What to do → Print the lines of the listing below word for word, starting at the line that contains "For every instance of the tail" and ending at the line that contains "x=168 y=102", with both of those lines included.

Listed entries →
"""

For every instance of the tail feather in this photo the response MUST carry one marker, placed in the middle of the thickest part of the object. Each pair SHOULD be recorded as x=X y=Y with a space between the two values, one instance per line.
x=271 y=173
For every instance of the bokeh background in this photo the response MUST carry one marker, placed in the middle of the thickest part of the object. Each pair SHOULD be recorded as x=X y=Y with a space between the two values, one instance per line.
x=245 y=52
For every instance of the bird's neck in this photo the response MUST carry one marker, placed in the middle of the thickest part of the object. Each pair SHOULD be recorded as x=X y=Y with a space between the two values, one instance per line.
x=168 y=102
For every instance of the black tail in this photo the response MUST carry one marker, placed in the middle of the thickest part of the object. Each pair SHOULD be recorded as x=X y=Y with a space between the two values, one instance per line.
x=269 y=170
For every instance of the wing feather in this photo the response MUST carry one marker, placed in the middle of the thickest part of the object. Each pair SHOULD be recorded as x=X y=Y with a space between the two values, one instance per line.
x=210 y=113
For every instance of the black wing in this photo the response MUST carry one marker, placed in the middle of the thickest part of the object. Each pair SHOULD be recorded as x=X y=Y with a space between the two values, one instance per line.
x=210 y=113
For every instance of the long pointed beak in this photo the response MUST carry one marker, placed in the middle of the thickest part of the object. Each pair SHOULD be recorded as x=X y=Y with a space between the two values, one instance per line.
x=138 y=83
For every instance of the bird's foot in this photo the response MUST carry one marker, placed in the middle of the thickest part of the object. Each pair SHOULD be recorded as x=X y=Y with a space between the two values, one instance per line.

"""
"""

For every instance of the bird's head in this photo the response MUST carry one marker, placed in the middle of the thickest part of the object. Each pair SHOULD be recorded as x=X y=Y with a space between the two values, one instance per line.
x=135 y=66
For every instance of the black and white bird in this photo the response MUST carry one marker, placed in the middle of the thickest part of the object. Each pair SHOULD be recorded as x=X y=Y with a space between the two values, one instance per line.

"""
"""

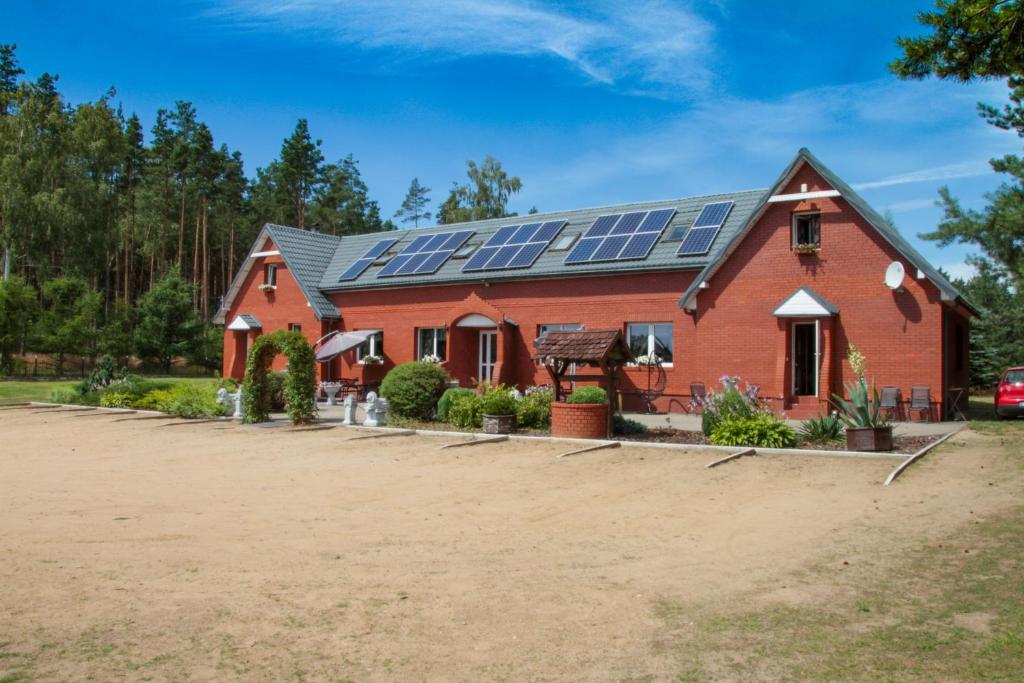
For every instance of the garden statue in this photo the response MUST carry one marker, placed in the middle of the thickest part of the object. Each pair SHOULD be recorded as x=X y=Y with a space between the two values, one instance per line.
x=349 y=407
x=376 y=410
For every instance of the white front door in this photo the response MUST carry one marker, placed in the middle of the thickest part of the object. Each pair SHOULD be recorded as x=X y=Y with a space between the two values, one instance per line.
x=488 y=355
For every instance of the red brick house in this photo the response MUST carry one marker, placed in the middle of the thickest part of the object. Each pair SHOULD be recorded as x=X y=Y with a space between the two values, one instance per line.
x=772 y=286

"""

Task output →
For every instance of the tail feather in this photo the response MUST carry one marker, placed in the middle of the thickest part of the object. Each pair SHOULD be recorded as x=X y=Y with a space between the two values, one instance per line.
x=271 y=173
For every instance of the bokeh background in this photo the response MUST carry one marker, placed in the middle of the thickest part of the object. Each pair SHOULD be recorded as x=X y=Y with a space between the two values, one instance per line.
x=245 y=52
For every instance of the bird's neck in this photo the response MUST carry one marker, placed in the middle of the thickest part of the object. Each pair SHOULD be recorded as x=X y=Y with a space between the two values, one instance per line.
x=168 y=102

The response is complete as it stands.